Exercise aim: Nothing but an exact reprint of the records is to be returned.

[Dataset excerpts]
*** Block opens ***

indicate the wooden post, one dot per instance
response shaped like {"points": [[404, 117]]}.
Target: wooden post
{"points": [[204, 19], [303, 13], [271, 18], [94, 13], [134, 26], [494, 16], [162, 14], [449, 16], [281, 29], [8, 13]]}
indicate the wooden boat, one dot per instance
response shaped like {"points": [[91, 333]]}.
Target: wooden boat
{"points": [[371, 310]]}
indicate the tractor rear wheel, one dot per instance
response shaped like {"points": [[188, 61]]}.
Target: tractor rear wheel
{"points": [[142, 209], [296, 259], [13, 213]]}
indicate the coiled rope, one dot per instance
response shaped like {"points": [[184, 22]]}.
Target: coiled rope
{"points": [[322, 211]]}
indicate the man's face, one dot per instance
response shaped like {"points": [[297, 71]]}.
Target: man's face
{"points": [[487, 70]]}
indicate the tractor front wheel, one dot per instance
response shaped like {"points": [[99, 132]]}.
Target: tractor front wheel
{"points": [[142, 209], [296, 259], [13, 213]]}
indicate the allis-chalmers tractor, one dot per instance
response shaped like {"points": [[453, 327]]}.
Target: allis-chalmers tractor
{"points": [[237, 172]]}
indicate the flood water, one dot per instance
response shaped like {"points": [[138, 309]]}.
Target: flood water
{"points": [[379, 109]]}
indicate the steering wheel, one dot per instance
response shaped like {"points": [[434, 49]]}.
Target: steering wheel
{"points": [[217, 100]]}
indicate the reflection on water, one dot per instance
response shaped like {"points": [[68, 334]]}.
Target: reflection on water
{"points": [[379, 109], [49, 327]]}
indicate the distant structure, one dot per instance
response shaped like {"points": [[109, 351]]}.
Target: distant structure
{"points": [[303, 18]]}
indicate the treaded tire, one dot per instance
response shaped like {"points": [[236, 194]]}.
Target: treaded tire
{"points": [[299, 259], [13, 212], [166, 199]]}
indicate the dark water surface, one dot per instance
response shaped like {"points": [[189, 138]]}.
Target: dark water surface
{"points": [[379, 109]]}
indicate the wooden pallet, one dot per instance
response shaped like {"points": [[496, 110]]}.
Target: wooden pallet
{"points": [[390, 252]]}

*** Block closes ***

Expected output:
indicate the wooden post, one dot per instance
response shaped like {"points": [[404, 117]]}.
Target: wooden post
{"points": [[204, 19], [303, 13], [271, 18], [94, 13], [134, 26], [494, 16], [162, 14], [449, 16], [281, 29], [8, 13]]}
indicate the wooden boat, one dot per instance
response shaped like {"points": [[91, 333]]}.
Target: wooden boat
{"points": [[371, 310]]}
indicate the tractor rear wheel, one dot per instance
response shaped like {"points": [[188, 61]]}.
Target: tractor rear wheel
{"points": [[142, 209], [296, 259], [13, 213]]}
indicate the coiled rope, one dot per instance
response shaped like {"points": [[184, 22]]}.
Target: coiled rope
{"points": [[322, 211]]}
indicate the man's face, one dot per instance
response shaped like {"points": [[297, 71]]}.
Target: man's face
{"points": [[487, 70]]}
indicate the tractor front wheel, one dot per instance
response shaped like {"points": [[99, 132]]}.
Target: tractor front wheel
{"points": [[142, 209], [296, 259], [13, 213]]}
indicate the allis-chalmers tractor, one dot per instance
response shaped like {"points": [[453, 327]]}.
Target: allis-chalmers tractor
{"points": [[237, 172]]}
indicate the flood water, one dot per instance
response shaped like {"points": [[138, 309]]}.
Target: flood water
{"points": [[379, 109]]}
indicate the steering wheel, one dot per instance
response shaped like {"points": [[434, 49]]}.
Target: steering wheel
{"points": [[217, 100]]}
indicate the reflection on water, one dot per instance
response shaped like {"points": [[68, 334]]}.
Target: reflection on water
{"points": [[379, 109], [49, 327]]}
indicate the distant structure, one dot per instance
response shaped like {"points": [[109, 351]]}.
Target: distant structure
{"points": [[303, 18]]}
indicate the treaded tire, one dot per instance
response shaped like {"points": [[236, 194]]}.
Target: treaded tire
{"points": [[299, 259], [13, 212], [166, 199]]}
indicate the dark water surface, one dot per instance
response shaped like {"points": [[189, 138]]}.
Target: dark water surface
{"points": [[379, 109]]}
indicate the wooden pallet, one dot per instance
response shaped like {"points": [[496, 110]]}.
Target: wooden pallet
{"points": [[390, 252]]}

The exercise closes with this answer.